## Your objective
The entries are to be reproduced verbatim, with all pictures omitted.

## Data records
=== Begin Enclosure ===

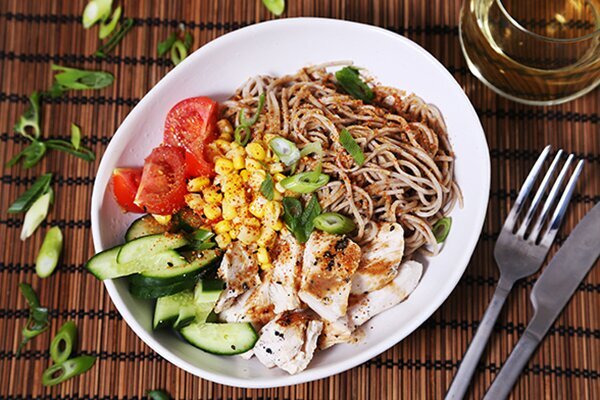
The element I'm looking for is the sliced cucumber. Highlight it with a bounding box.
[129,278,196,299]
[153,290,194,329]
[87,248,186,280]
[85,246,122,280]
[179,322,258,355]
[173,303,197,330]
[129,250,219,288]
[194,279,224,304]
[125,215,167,241]
[117,233,188,265]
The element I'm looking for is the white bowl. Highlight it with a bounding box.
[91,18,490,388]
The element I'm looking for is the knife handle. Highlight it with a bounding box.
[445,279,513,400]
[483,330,541,400]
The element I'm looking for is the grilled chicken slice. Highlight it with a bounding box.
[268,231,303,314]
[298,232,361,322]
[351,222,405,295]
[218,283,275,330]
[347,260,422,328]
[214,241,261,313]
[318,317,353,350]
[254,310,324,374]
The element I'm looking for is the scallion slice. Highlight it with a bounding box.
[35,226,63,278]
[239,93,266,127]
[147,390,172,400]
[98,5,122,39]
[262,0,285,16]
[280,171,329,193]
[313,212,356,234]
[170,40,188,65]
[8,173,52,214]
[50,321,77,364]
[70,123,81,150]
[269,137,300,166]
[17,283,50,355]
[82,0,113,29]
[20,188,53,241]
[433,217,452,243]
[339,128,365,166]
[42,355,96,387]
[335,66,374,102]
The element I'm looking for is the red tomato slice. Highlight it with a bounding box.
[134,146,187,215]
[163,97,219,178]
[112,168,144,213]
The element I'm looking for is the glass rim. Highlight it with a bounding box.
[496,0,600,43]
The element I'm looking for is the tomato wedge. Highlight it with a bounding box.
[111,168,144,213]
[134,146,187,215]
[163,97,219,178]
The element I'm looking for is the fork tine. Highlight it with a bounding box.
[528,154,575,242]
[516,150,563,237]
[503,145,552,231]
[539,159,584,247]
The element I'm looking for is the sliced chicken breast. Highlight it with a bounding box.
[214,241,261,313]
[347,260,422,328]
[254,311,324,374]
[318,316,353,350]
[268,231,303,314]
[351,222,405,295]
[298,232,361,322]
[218,282,274,329]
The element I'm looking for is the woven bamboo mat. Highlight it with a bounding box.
[0,0,598,399]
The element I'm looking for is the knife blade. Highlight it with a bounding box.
[484,202,600,400]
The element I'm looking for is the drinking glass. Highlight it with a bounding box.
[460,0,600,105]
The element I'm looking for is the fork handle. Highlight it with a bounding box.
[445,277,513,400]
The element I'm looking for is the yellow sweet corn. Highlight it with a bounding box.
[246,142,266,161]
[219,133,233,142]
[257,247,270,265]
[217,119,234,135]
[247,170,266,191]
[257,227,277,248]
[214,139,231,152]
[249,196,268,219]
[215,233,232,249]
[274,182,285,193]
[237,225,260,245]
[232,155,245,170]
[263,201,281,227]
[215,158,234,176]
[245,158,264,172]
[152,214,171,225]
[203,186,223,204]
[184,193,205,212]
[214,220,232,235]
[221,199,237,220]
[273,173,286,183]
[269,162,284,174]
[273,219,283,231]
[203,204,221,220]
[273,191,283,201]
[240,169,250,182]
[187,176,211,192]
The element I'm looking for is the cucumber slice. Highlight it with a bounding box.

=== End Enclosure ===

## Response
The element I'm looking for is the sliced cucumber. Highlight it with a bounding box.
[129,278,196,299]
[153,290,194,329]
[87,248,186,280]
[85,246,122,280]
[179,322,258,355]
[173,303,197,330]
[129,250,219,288]
[194,279,224,304]
[125,215,167,241]
[117,233,188,265]
The element I'm looking for is the white bowl. Highlight it with a bounding box.
[91,18,490,388]
The element I'm looking for is the knife handle. Highlight it with a bounding box.
[445,279,513,400]
[483,330,541,400]
The element I'm looking for is the grilled chicken slice. Highlight it with a bounding box.
[268,231,303,314]
[298,232,361,322]
[351,222,405,295]
[218,283,275,330]
[347,260,422,328]
[214,241,261,313]
[318,317,353,350]
[254,310,324,374]
The element I'm looking for is the scallion slice. Highlight it with a bounding box.
[35,226,63,278]
[239,93,266,127]
[147,390,172,400]
[98,5,122,39]
[262,0,285,16]
[280,171,329,193]
[313,212,356,234]
[170,40,188,65]
[8,173,52,214]
[50,321,77,364]
[70,123,81,150]
[269,137,300,166]
[17,283,50,355]
[82,0,113,29]
[20,188,53,241]
[433,217,452,243]
[339,128,365,166]
[42,355,96,387]
[335,66,374,102]
The element I'm looking for is the red tomato slice. Highlight it with a bounding box.
[134,146,187,215]
[163,97,219,178]
[112,168,144,213]
The element I'm looking for is the glass rim. Highlight it with a bounding box.
[496,0,600,43]
The element I'm looking for is the tomato wedge. Highlight it with a bounding box.
[111,168,144,213]
[134,146,187,215]
[163,97,219,178]
The element I'm looking for is the fork tine. Highlight it with a bounding box.
[528,154,575,242]
[516,150,563,237]
[503,145,552,231]
[539,159,584,247]
The element I'm looking for is the sliced chicken breast. Highlight it with a bounding box.
[214,241,261,313]
[347,260,422,328]
[254,311,324,374]
[318,316,353,350]
[268,231,303,314]
[351,222,405,295]
[298,232,361,322]
[218,282,274,329]
The element I'm looking for is the woven bamboo mat. Highlight it with a bounding box.
[0,0,598,399]
The element I'm looking for is the knife blade. Highlight it with a bounding box.
[484,202,600,400]
The element I'm looking for is the drinking glass. Highlight it with a bounding box.
[460,0,600,105]
The element I'm looking for is the fork handle. Highlight it with a bounding box.
[445,277,513,400]
The element I'm looking for is the yellow sweet corn. Highlight it with a bounding box.
[246,142,266,161]
[219,133,233,142]
[257,247,270,265]
[217,119,234,135]
[247,170,266,191]
[257,227,277,248]
[214,139,231,152]
[249,196,268,219]
[215,233,232,249]
[274,182,285,193]
[237,225,260,245]
[232,155,245,170]
[263,201,281,227]
[215,158,234,176]
[245,158,264,172]
[152,214,171,225]
[203,186,223,204]
[184,193,205,212]
[214,220,232,235]
[221,199,237,220]
[273,173,286,183]
[269,162,284,174]
[273,219,283,231]
[203,204,221,220]
[273,191,283,201]
[240,169,250,182]
[187,176,211,192]
The element I'm looking for is the cucumber slice. Highlight it with a bounding box.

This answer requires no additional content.